● **Work required**: Search the entries below. Return every line that has "rough" in it.

[Saved data entries]
-.-.-

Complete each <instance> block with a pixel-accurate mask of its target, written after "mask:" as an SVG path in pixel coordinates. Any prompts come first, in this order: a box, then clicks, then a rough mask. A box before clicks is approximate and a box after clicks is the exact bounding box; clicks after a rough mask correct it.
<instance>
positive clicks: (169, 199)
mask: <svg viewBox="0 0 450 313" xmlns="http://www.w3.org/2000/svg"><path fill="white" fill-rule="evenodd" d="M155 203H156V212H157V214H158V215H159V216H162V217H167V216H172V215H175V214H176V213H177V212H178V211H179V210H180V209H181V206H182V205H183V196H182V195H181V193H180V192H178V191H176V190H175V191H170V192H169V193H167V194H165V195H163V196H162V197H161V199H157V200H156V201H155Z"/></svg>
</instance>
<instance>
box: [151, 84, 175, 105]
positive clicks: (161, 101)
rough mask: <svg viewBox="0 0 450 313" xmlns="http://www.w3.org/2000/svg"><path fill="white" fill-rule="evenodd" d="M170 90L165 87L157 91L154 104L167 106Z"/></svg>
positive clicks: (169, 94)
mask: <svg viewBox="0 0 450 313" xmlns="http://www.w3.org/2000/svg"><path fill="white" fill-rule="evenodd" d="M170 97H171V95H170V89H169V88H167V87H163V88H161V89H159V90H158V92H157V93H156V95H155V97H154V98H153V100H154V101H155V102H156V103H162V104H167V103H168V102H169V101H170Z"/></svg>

-.-.-

● **Answer to this exercise**:
Complete each <instance> block with a pixel-accurate mask of its target, written after "mask:" as an SVG path in pixel coordinates. Any prompts come first, in this order: a box, then clicks, then a rough mask. A box before clicks is approximate and a box after clicks is the exact bounding box; clicks after a rough mask correct it.
rough mask: <svg viewBox="0 0 450 313" xmlns="http://www.w3.org/2000/svg"><path fill="white" fill-rule="evenodd" d="M170 90L165 87L157 91L154 104L167 106Z"/></svg>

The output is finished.